» **ACTIVITY**
Give every line of the data again, exactly as it is written.

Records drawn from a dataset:

════════════════════

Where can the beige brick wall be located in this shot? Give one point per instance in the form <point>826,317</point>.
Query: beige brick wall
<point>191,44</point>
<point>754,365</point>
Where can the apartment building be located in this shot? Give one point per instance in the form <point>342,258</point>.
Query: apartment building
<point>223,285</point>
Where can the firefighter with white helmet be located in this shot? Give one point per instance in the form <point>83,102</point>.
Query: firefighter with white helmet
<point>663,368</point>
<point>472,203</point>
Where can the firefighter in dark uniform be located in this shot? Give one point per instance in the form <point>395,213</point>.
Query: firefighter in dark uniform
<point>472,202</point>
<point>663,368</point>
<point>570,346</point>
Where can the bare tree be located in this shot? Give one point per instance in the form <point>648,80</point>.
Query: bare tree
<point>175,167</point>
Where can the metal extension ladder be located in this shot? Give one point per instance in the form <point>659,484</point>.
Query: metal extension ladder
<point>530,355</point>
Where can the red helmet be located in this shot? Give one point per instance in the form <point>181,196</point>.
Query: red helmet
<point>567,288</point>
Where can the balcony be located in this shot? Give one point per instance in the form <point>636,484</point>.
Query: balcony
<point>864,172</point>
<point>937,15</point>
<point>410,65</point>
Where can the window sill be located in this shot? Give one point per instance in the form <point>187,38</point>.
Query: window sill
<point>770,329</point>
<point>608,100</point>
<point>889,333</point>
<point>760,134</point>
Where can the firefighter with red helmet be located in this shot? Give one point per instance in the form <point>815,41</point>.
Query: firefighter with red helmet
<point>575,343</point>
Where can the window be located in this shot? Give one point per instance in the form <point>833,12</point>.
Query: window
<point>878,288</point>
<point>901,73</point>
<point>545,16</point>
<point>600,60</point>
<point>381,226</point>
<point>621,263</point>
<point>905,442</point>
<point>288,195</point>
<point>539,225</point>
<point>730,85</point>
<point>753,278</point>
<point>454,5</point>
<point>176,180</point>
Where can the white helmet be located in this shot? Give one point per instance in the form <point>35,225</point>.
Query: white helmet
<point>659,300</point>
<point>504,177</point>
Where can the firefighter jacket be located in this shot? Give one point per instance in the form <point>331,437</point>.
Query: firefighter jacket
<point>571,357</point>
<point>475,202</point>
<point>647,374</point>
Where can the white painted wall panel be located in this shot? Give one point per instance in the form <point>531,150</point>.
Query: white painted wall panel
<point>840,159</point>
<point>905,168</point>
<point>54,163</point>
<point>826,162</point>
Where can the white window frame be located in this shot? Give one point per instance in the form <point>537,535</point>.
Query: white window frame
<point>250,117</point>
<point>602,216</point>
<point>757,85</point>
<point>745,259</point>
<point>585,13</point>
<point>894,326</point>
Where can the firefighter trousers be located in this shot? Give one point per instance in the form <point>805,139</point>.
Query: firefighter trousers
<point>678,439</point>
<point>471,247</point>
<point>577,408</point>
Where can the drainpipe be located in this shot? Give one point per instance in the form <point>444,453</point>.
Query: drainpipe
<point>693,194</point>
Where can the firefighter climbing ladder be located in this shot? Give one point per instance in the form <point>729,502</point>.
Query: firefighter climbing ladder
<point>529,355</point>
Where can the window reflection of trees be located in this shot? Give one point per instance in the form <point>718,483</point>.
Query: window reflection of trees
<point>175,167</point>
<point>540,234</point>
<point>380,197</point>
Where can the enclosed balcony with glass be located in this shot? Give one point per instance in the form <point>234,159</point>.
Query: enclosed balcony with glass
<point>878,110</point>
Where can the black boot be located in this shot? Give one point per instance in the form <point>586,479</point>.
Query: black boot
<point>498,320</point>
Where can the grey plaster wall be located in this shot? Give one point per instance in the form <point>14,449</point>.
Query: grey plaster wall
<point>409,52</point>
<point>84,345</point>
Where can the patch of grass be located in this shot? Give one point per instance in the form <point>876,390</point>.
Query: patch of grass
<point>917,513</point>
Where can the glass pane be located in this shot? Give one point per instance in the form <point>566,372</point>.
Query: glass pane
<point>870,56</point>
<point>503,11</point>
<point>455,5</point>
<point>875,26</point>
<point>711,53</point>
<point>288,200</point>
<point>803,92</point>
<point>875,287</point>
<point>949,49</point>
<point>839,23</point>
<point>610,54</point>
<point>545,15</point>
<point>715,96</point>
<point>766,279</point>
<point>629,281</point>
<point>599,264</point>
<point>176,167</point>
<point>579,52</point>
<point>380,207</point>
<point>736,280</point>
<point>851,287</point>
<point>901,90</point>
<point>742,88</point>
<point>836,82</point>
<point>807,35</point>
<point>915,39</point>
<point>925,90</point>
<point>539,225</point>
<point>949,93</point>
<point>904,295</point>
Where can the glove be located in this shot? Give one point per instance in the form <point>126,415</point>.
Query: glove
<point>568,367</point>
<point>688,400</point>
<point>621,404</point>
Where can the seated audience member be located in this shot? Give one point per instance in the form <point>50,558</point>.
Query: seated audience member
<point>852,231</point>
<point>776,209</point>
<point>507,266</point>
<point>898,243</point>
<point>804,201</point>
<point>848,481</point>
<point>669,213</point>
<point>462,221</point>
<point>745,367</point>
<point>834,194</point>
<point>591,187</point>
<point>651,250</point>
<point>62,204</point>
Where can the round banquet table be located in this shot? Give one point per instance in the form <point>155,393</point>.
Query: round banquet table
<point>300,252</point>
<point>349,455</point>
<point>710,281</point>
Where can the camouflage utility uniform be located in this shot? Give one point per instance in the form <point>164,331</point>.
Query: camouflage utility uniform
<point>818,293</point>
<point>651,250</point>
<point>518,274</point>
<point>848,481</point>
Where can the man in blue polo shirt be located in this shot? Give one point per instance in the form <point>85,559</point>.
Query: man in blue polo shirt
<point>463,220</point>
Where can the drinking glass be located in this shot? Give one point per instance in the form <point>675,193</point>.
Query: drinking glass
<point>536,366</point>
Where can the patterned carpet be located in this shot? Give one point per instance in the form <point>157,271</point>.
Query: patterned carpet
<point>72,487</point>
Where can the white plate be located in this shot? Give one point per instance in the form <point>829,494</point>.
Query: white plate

════════════════════

» **ANSWER SPACE**
Where can the beige brick wall be located in this shot? Give one point per instance in the form <point>826,317</point>.
Query: beige brick wall
<point>191,44</point>
<point>754,365</point>
Where can the apartment building be located in this shot? Give one point per instance in the form <point>342,258</point>.
Query: apartment building
<point>223,285</point>
Where can the firefighter with white helmet be located in this shot? Give one point per instance in the form <point>83,102</point>.
Query: firefighter with white helmet
<point>663,368</point>
<point>472,203</point>
Where can the firefighter in dark uniform be located in this shot? Give one point per instance in the form <point>395,213</point>.
Query: firefighter in dark uniform
<point>472,202</point>
<point>663,368</point>
<point>570,346</point>
Where can the bare tree be located in this shot? Give one point per instance in the form <point>648,80</point>.
Query: bare tree
<point>175,167</point>
Where can the metal extension ladder be located in this shot? Give one point per instance in the form <point>659,484</point>.
Query: metal extension ladder
<point>530,355</point>
Where can the red helmet be located in this shot? Give one point per instance in the form <point>181,196</point>.
Query: red helmet
<point>567,288</point>
Where can the balcony be located in this shot? Give one point per instance in the form <point>636,484</point>.
Query: balcony
<point>864,172</point>
<point>937,15</point>
<point>410,65</point>
Where can the window sill be located in this shot? Give one point per instance in the form <point>187,38</point>.
Query: window sill
<point>770,329</point>
<point>608,100</point>
<point>889,333</point>
<point>760,134</point>
Where can the firefighter with red helmet be located in this shot? Give one point per instance in the form <point>815,41</point>.
Query: firefighter with red helmet
<point>575,343</point>
Where can the window be located in this shot? Give one point per instance in the form <point>833,12</point>.
Query: window
<point>878,288</point>
<point>901,73</point>
<point>545,16</point>
<point>600,60</point>
<point>381,226</point>
<point>621,263</point>
<point>905,442</point>
<point>288,195</point>
<point>539,225</point>
<point>730,85</point>
<point>753,278</point>
<point>454,5</point>
<point>176,180</point>
Where can the white helmet be located in this shot? Give one point per instance in the form <point>35,225</point>.
Query: white helmet
<point>659,300</point>
<point>504,177</point>
Where can the firefighter jacket be located in this shot? Give one point per instance in the form <point>331,437</point>.
Query: firefighter jacket
<point>571,357</point>
<point>475,202</point>
<point>647,374</point>
Where can the white painted wall panel be located in this shot? Give one point per instance in the form <point>531,150</point>.
Query: white painted wall panel
<point>840,159</point>
<point>905,168</point>
<point>54,163</point>
<point>826,162</point>
Where can the white window frame be located in this shot? Give one point per instance in the form <point>537,535</point>.
Query: white window frame
<point>250,117</point>
<point>602,216</point>
<point>757,85</point>
<point>745,259</point>
<point>585,13</point>
<point>894,326</point>
Where can the firefighter trousers be located in this shot? Give one point per instance in the form <point>805,139</point>.
Query: firefighter trousers
<point>678,439</point>
<point>471,247</point>
<point>577,408</point>
Where can the drainpipe be located in this shot? Give one point per instance in the form <point>444,453</point>.
Query: drainpipe
<point>693,194</point>
Where can the firefighter climbing ladder be located in this shot? Give one point per instance in the form <point>729,502</point>.
Query: firefighter climbing ladder
<point>529,355</point>
Where can the window reflection of trees be located in this shot? Give one point per instance in the form <point>718,483</point>.
Query: window reflection of trees
<point>175,167</point>
<point>540,234</point>
<point>380,197</point>
Where can the enclosed balcony with glass be located in this shot? Give one point per instance in the form <point>234,159</point>.
Query: enclosed balcony with glass
<point>878,110</point>
Where can the black boot be located in this shot? Give one point per instance in the form <point>586,479</point>.
Query: black boot
<point>498,320</point>
Where can the grey plaster wall be located in this shot? Give one point per instance in the form <point>14,449</point>.
Query: grey plaster wall
<point>409,52</point>
<point>84,345</point>
Where can the patch of grass be located in this shot? Give one point per instance in the form <point>876,390</point>.
Query: patch of grass
<point>917,513</point>
Where can the glass pane be located in this shot? Give one point per instance in the form <point>566,372</point>.
Query: glass pane
<point>870,56</point>
<point>503,11</point>
<point>455,5</point>
<point>875,26</point>
<point>711,53</point>
<point>288,200</point>
<point>803,92</point>
<point>875,287</point>
<point>949,49</point>
<point>839,23</point>
<point>610,54</point>
<point>545,15</point>
<point>715,96</point>
<point>766,279</point>
<point>629,281</point>
<point>599,264</point>
<point>176,167</point>
<point>579,52</point>
<point>380,207</point>
<point>736,280</point>
<point>851,287</point>
<point>901,90</point>
<point>742,88</point>
<point>836,82</point>
<point>807,35</point>
<point>915,39</point>
<point>925,90</point>
<point>539,225</point>
<point>949,93</point>
<point>904,295</point>
Where can the glove be located in this shot? Give one point per instance in the form <point>126,415</point>.
Query: glove
<point>568,367</point>
<point>688,400</point>
<point>621,404</point>
Where can the seated audience member be located in this shot? Give one point per instance in the form <point>50,558</point>.
Query: seated audience member
<point>852,231</point>
<point>776,209</point>
<point>507,266</point>
<point>898,243</point>
<point>804,201</point>
<point>848,481</point>
<point>669,213</point>
<point>462,221</point>
<point>745,367</point>
<point>834,194</point>
<point>591,187</point>
<point>651,250</point>
<point>62,204</point>
Where can the round banquet table be located in this shot? Give one point per instance in the form <point>155,393</point>.
Query: round banquet table
<point>300,252</point>
<point>349,455</point>
<point>710,281</point>
Where can the camouflage utility uniform be located in this shot? Give one point per instance in the form <point>164,331</point>.
Query: camouflage utility uniform
<point>818,293</point>
<point>651,250</point>
<point>518,274</point>
<point>848,481</point>
Where can the man in blue polo shirt be located in this shot? Give one point per instance in the form <point>85,559</point>.
Query: man in blue polo shirt
<point>463,220</point>
Where can the drinking glass be located in this shot? Give one point per instance in the form <point>675,193</point>.
Query: drinking glass
<point>536,366</point>
Where can the patterned carpet be located in this shot? Give one point per instance in the form <point>157,271</point>.
Query: patterned carpet
<point>72,487</point>
Where can the white plate be located in this shot? Give one point per instance in the form <point>829,494</point>.
Query: white plate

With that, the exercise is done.